── PASSAGE PROVIDED ──
I decided to stay a 3rd night in Moncton because of the heavy rain and awesome time I was having.
Steve and his friend treated me to dinner at the Tide and Boar Gastropub. I hadn’t had a meal like that in what seemed like ages. This is what I needed to power through the next 2 weeks.
I can honestly say it felt damn good to be riding with someone. Well, two and a “half” people to be exact!
We conversed a lot of the way, and shouted for the cyclist in front if there was a car approaching from behind. I found this tactic to be quite useful as a lot of the roads had shoulders that were not ride able on the farthest right side. That or they were really small, and you had to ride in the car lane a bit.
Don’t know if this was just me, but it felt as if if rode a lot more efficiently the whole day. The weather was modestly overcast-perfect for cycling- and we didn’t draft for more than 45 minutes total. We were usually at least 20 meters apart. I think was the fact that I had another benchmark (partner to keep pace with) , another motivation (someone to not fail in front of) , and not as lonely on the road anymore (someone to interact with).
Oh, and I have wanted to go to a legit pow wow so long as I can remember. The excitement must have boosted my adrenaline.
My ass hurt less, my legs felt awesome, and my wheels turned faster.
───
── RECORD SET ──
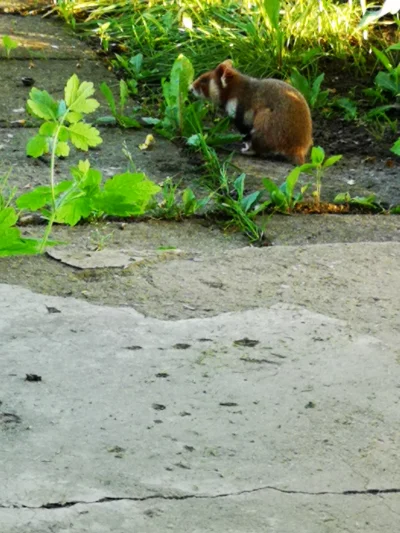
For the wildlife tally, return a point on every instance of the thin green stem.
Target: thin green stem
(52, 187)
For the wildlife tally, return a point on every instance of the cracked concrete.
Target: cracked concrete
(135, 413)
(227, 389)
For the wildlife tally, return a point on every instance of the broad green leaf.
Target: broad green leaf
(387, 82)
(37, 146)
(300, 82)
(383, 59)
(73, 117)
(128, 122)
(42, 105)
(106, 121)
(342, 198)
(123, 94)
(108, 95)
(396, 147)
(84, 166)
(9, 43)
(239, 185)
(11, 243)
(278, 198)
(36, 199)
(8, 218)
(41, 196)
(72, 211)
(71, 89)
(291, 181)
(63, 135)
(61, 109)
(317, 155)
(250, 200)
(48, 129)
(77, 96)
(84, 136)
(62, 149)
(271, 9)
(134, 188)
(331, 161)
(316, 89)
(136, 63)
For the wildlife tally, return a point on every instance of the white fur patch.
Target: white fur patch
(231, 107)
(214, 92)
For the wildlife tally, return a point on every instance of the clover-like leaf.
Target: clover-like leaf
(62, 149)
(37, 146)
(42, 105)
(84, 136)
(77, 95)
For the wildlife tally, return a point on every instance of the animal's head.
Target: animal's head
(213, 84)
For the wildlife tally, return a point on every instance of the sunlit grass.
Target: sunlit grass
(209, 31)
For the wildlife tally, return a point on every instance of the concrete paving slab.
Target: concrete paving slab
(41, 38)
(274, 399)
(264, 511)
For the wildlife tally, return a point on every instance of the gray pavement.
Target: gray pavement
(219, 389)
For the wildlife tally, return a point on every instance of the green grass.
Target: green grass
(303, 33)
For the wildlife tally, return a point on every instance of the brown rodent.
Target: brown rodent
(273, 115)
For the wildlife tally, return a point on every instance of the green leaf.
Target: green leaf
(9, 43)
(316, 88)
(73, 210)
(317, 155)
(278, 198)
(36, 199)
(383, 59)
(342, 198)
(128, 194)
(84, 136)
(48, 129)
(300, 83)
(396, 147)
(8, 218)
(72, 117)
(136, 63)
(63, 134)
(61, 108)
(239, 185)
(62, 149)
(331, 161)
(37, 146)
(387, 82)
(71, 89)
(11, 243)
(123, 94)
(291, 181)
(108, 95)
(272, 8)
(42, 105)
(77, 96)
(128, 122)
(250, 200)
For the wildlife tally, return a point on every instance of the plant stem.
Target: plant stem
(53, 194)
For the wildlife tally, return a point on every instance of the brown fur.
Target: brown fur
(272, 113)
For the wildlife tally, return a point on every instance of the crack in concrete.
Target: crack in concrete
(56, 505)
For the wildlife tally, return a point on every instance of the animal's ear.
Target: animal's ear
(225, 71)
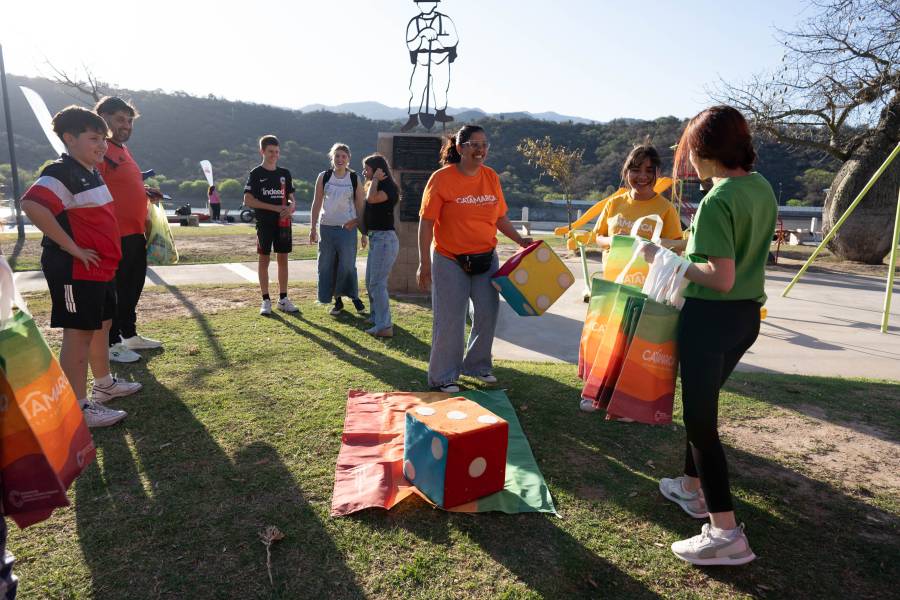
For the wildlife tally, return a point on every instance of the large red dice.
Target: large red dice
(455, 451)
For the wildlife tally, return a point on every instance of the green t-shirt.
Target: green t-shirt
(735, 220)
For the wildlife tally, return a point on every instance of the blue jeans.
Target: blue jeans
(383, 249)
(451, 290)
(337, 263)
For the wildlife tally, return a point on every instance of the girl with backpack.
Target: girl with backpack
(333, 225)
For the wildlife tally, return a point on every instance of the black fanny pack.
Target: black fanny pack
(475, 264)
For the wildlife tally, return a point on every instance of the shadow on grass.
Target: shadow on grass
(167, 513)
(813, 539)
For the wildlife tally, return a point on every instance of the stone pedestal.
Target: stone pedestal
(413, 158)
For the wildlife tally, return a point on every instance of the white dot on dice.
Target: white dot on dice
(437, 451)
(477, 467)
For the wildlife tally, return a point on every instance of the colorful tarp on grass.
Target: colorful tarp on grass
(369, 469)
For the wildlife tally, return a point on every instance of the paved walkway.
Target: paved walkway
(829, 325)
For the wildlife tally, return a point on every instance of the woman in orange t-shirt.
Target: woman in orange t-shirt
(462, 210)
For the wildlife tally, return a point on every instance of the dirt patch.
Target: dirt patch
(850, 455)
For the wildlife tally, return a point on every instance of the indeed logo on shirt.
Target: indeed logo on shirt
(483, 199)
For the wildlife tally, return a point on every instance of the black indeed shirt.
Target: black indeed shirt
(380, 217)
(269, 187)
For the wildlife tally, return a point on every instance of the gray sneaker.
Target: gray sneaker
(706, 549)
(693, 503)
(119, 353)
(117, 389)
(97, 415)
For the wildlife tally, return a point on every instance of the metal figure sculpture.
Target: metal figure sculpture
(432, 41)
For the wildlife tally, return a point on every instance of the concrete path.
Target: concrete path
(829, 325)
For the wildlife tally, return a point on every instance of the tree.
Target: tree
(838, 90)
(815, 182)
(558, 162)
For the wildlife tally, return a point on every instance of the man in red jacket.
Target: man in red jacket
(124, 180)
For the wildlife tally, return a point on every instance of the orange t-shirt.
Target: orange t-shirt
(123, 178)
(465, 210)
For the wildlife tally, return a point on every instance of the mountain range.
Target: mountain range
(379, 111)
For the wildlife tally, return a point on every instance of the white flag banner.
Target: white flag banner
(43, 116)
(206, 166)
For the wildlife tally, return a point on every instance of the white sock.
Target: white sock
(726, 533)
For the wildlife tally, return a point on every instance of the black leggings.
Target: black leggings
(712, 338)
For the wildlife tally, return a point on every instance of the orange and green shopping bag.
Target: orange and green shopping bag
(44, 441)
(602, 294)
(645, 388)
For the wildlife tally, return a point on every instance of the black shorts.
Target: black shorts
(270, 236)
(80, 304)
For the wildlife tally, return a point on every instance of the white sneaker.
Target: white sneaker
(286, 305)
(139, 342)
(117, 389)
(587, 405)
(693, 503)
(97, 415)
(119, 353)
(732, 548)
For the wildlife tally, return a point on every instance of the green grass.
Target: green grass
(239, 425)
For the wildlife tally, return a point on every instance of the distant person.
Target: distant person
(214, 203)
(639, 173)
(729, 244)
(269, 191)
(126, 184)
(462, 210)
(382, 196)
(73, 208)
(333, 225)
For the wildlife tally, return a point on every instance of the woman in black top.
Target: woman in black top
(378, 217)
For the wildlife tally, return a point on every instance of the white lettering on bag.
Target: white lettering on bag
(483, 199)
(658, 357)
(38, 402)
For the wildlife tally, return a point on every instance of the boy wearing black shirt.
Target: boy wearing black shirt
(270, 192)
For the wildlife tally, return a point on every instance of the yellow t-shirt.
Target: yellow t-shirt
(621, 212)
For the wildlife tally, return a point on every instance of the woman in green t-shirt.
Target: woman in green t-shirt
(729, 245)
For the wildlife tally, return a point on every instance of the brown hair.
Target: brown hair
(75, 120)
(110, 105)
(449, 154)
(266, 141)
(636, 158)
(718, 133)
(377, 161)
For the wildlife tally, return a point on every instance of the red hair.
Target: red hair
(718, 133)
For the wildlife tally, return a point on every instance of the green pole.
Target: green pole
(843, 218)
(892, 264)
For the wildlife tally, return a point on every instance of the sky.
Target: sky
(595, 59)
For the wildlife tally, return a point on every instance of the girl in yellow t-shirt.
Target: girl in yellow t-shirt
(639, 173)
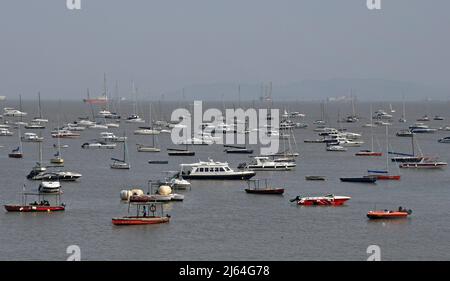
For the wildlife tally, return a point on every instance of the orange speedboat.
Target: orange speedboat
(386, 214)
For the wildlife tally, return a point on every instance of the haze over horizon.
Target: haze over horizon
(308, 49)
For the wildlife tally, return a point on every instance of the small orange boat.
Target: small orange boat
(386, 214)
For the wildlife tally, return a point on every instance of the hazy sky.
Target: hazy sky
(167, 44)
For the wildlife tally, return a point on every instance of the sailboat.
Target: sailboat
(134, 118)
(58, 159)
(17, 153)
(148, 148)
(384, 175)
(121, 164)
(147, 130)
(369, 152)
(403, 118)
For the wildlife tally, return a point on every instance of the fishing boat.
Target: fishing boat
(404, 133)
(49, 187)
(212, 170)
(261, 186)
(17, 153)
(327, 200)
(53, 176)
(425, 163)
(315, 178)
(364, 179)
(336, 148)
(232, 149)
(158, 161)
(41, 205)
(98, 144)
(444, 140)
(67, 134)
(264, 163)
(386, 214)
(146, 213)
(110, 137)
(119, 163)
(31, 137)
(384, 175)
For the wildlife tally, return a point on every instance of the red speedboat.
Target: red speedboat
(368, 153)
(327, 200)
(385, 214)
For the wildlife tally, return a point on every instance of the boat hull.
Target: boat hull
(386, 215)
(140, 220)
(269, 191)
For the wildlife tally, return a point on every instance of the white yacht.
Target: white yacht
(213, 171)
(98, 144)
(11, 112)
(31, 137)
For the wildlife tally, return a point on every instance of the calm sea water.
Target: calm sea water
(218, 220)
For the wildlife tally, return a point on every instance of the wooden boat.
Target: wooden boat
(256, 187)
(327, 200)
(146, 213)
(315, 178)
(385, 214)
(364, 179)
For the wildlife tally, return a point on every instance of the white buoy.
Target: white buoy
(125, 194)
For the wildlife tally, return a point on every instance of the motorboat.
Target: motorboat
(337, 148)
(49, 187)
(392, 214)
(211, 170)
(368, 153)
(327, 200)
(110, 137)
(146, 213)
(67, 134)
(5, 132)
(52, 176)
(425, 163)
(147, 148)
(364, 179)
(264, 163)
(261, 186)
(11, 112)
(98, 144)
(31, 137)
(315, 178)
(444, 140)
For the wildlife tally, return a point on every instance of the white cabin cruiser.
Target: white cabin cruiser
(213, 171)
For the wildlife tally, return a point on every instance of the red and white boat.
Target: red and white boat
(327, 200)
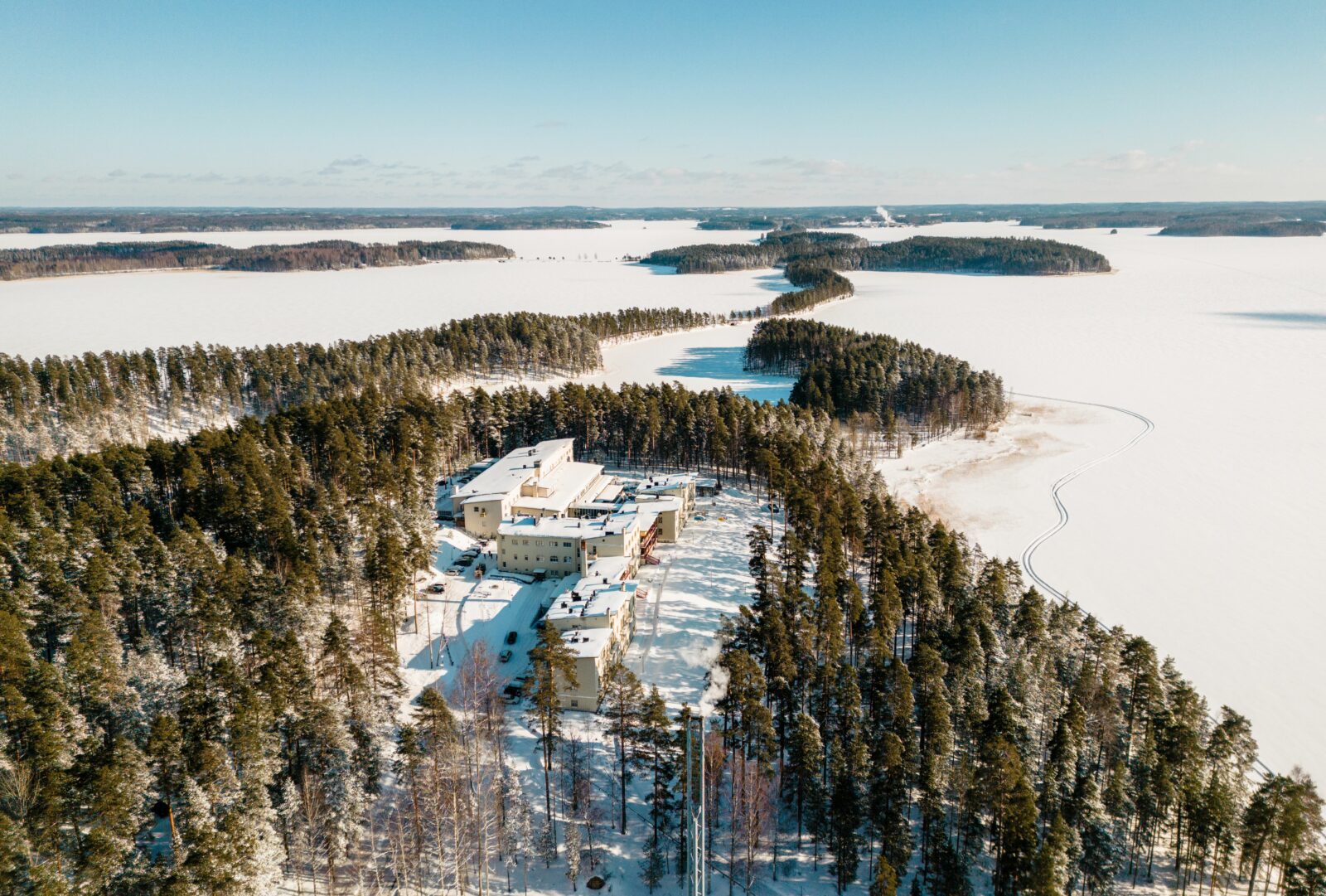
───
## LIST OF TASKS
- a) Rewrite the part of the cycling post that opens with the words containing "Don’t know if" and closes with "to interact with).", substituting "smoothly" for "efficiently".
- b) For each statement below, say yes or no according to the cycling post, and quote the words that decide it.
(i) The writer stayed a third night in Moncton partly because of heavy rain.
(ii) The riders drafted for more than an hour in total.
(iii) The weather on the day of riding together was rainy.

## SOLUTIONS BELOW
- a)
Don’t know if this was just me, but it felt as if if rode a lot more smoothly the whole day. The weather was modestly overcast-perfect for cycling- and we didn’t draft for more than 45 minutes total. We were usually at least 20 meters apart. I think was the fact that I had another benchmark (partner to keep pace with) , another motivation (someone to not fail in front of) , and not as lonely on the road anymore (someone to interact with).

- b)
(i) Yes: "I decided to stay a 3rd night in Moncton because of the heavy rain and awesome time I was having."
(ii) No: "we didn’t draft for more than 45 minutes total."
(iii) No: "The weather was modestly overcast-perfect for cycling-"